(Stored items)
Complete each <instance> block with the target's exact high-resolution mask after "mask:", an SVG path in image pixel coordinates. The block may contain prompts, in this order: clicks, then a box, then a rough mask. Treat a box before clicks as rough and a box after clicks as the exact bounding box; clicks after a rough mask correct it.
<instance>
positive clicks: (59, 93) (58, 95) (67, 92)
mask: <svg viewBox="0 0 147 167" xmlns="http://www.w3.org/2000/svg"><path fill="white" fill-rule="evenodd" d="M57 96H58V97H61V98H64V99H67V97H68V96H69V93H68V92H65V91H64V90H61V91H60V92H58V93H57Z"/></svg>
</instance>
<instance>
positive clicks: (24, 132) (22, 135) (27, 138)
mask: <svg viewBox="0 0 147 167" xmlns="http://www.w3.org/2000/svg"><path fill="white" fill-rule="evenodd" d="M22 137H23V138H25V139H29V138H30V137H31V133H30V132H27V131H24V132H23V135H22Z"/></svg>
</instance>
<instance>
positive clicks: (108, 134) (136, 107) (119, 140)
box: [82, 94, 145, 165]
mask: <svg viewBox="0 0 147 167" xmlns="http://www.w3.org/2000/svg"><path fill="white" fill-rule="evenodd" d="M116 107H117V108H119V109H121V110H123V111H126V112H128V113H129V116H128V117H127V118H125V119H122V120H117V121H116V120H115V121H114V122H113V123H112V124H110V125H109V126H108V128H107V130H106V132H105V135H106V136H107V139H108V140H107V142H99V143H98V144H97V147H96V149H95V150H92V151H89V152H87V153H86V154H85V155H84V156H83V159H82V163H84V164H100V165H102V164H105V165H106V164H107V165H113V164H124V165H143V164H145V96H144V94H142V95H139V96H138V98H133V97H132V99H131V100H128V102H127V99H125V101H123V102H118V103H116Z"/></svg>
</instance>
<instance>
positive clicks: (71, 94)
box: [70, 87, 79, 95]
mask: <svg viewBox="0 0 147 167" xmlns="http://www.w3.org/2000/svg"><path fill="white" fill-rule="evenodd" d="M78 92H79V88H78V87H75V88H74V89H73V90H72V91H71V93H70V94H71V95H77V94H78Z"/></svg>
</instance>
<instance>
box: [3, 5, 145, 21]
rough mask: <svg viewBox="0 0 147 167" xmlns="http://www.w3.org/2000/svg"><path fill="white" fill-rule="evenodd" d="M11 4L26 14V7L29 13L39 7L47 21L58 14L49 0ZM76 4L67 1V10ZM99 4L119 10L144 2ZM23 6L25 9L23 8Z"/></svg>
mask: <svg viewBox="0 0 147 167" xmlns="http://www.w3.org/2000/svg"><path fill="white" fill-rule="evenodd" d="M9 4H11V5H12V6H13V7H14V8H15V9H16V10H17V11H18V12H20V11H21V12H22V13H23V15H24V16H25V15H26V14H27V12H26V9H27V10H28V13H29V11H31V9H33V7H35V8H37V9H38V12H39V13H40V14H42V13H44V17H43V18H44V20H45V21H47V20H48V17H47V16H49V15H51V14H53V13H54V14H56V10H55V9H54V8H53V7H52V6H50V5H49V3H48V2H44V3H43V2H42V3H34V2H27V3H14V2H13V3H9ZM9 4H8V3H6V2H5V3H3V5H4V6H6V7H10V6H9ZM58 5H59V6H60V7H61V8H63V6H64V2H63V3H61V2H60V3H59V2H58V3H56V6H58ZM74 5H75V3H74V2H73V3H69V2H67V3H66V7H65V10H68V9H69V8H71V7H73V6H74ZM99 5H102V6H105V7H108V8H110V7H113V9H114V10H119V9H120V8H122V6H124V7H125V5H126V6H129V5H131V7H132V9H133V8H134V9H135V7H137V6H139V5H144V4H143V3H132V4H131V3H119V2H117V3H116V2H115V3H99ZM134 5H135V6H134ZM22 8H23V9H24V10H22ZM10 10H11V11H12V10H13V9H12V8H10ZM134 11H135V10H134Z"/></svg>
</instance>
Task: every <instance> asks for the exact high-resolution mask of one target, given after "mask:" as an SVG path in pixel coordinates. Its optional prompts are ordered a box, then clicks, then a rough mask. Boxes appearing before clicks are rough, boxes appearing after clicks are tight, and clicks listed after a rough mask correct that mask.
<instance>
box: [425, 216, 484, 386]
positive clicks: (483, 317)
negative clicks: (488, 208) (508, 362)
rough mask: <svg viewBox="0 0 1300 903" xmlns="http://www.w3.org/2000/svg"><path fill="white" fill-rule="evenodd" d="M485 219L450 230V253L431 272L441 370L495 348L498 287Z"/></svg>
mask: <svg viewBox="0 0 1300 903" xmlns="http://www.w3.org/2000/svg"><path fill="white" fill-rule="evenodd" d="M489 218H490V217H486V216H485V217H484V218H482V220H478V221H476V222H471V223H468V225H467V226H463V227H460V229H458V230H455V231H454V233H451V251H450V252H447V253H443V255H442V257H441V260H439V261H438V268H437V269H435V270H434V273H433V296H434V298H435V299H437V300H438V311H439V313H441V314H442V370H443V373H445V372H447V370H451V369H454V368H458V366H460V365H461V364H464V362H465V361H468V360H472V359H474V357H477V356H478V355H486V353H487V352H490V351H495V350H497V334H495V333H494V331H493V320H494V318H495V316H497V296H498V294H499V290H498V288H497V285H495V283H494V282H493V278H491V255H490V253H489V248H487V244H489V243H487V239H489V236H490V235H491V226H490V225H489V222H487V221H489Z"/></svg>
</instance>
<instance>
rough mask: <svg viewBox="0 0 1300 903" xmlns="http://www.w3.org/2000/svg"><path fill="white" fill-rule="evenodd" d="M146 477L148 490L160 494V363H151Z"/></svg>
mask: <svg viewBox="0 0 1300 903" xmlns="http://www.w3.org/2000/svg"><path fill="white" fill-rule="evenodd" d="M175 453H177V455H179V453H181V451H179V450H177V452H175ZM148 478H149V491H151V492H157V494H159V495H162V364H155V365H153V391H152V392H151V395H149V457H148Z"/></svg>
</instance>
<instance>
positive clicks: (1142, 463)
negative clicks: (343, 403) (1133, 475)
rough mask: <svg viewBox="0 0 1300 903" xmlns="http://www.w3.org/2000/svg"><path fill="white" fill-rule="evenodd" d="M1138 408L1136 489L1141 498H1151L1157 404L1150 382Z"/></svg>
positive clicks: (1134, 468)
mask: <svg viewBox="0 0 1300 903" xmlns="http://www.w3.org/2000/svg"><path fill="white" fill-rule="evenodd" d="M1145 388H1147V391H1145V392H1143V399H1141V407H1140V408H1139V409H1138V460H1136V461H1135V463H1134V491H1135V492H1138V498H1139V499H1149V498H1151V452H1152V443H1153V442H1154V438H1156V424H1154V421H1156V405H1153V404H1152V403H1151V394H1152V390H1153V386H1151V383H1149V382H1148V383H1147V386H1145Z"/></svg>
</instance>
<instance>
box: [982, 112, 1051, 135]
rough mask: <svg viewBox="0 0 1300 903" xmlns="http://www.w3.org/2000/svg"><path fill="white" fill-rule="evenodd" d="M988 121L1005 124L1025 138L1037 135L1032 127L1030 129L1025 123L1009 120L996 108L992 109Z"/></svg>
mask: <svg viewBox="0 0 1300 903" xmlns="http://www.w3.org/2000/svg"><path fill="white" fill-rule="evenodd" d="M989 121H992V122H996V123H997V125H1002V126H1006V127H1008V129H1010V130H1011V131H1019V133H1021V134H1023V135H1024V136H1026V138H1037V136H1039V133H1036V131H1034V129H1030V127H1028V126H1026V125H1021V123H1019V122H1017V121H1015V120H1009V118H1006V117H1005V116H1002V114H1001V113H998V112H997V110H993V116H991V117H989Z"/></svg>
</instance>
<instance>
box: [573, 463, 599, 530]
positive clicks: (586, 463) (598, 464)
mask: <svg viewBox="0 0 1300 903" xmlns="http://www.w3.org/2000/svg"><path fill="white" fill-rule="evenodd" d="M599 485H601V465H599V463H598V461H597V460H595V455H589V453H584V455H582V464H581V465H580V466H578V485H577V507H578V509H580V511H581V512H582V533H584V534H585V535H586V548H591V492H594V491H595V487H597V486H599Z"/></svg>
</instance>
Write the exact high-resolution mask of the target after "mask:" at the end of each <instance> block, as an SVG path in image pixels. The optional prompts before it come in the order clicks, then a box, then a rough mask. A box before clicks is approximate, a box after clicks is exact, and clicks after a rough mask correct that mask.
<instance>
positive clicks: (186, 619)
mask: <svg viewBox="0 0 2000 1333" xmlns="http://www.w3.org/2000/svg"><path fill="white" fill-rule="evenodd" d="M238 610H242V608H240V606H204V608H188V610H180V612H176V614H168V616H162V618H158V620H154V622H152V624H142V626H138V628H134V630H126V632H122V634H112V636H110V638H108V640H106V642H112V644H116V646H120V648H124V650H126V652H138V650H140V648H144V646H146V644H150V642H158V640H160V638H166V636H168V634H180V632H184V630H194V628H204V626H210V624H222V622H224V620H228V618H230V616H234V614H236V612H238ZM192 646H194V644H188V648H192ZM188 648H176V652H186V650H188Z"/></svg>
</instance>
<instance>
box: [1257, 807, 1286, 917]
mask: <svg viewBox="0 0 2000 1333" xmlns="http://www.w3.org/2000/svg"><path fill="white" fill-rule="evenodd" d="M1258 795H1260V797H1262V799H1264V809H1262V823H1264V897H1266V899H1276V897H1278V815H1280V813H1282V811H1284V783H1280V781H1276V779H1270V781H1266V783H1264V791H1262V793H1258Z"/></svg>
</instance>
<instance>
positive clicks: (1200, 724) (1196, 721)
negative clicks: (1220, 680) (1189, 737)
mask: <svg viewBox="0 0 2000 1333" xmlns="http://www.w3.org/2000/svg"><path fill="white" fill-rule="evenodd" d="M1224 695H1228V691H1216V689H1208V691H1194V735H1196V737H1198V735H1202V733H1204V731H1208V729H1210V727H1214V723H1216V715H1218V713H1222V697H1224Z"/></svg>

* PROBLEM TO WORK ON:
Starting with the line that holds "positive clicks: (186, 619)" and ending with the line that holds "positive clicks: (1200, 724) (1196, 721)", retype every line in the data above exactly, and nothing else.

* RESULT FOR THIS TASK:
positive clicks: (186, 619)
mask: <svg viewBox="0 0 2000 1333" xmlns="http://www.w3.org/2000/svg"><path fill="white" fill-rule="evenodd" d="M238 610H242V608H240V606H204V608H188V610H180V612H176V614H168V616H162V618H158V620H154V622H152V624H142V626H138V628H134V630H126V632H122V634H112V636H110V638H108V640H106V642H112V644H116V646H120V648H124V650H126V652H138V650H140V648H144V646H146V644H150V642H158V640H160V638H166V636H168V634H180V632H184V630H194V628H204V626H210V624H222V622H224V620H228V618H230V616H234V614H236V612H238ZM192 646H194V644H188V648H192ZM188 648H176V652H186V650H188Z"/></svg>
</instance>
<instance>
box: [1257, 807, 1286, 917]
mask: <svg viewBox="0 0 2000 1333" xmlns="http://www.w3.org/2000/svg"><path fill="white" fill-rule="evenodd" d="M1258 795H1260V797H1262V799H1264V809H1262V823H1264V897H1266V899H1276V897H1278V815H1280V813H1282V811H1284V783H1280V781H1276V779H1270V781H1266V783H1264V791H1262V793H1258Z"/></svg>
</instance>
<instance>
positive clicks: (1200, 724) (1196, 721)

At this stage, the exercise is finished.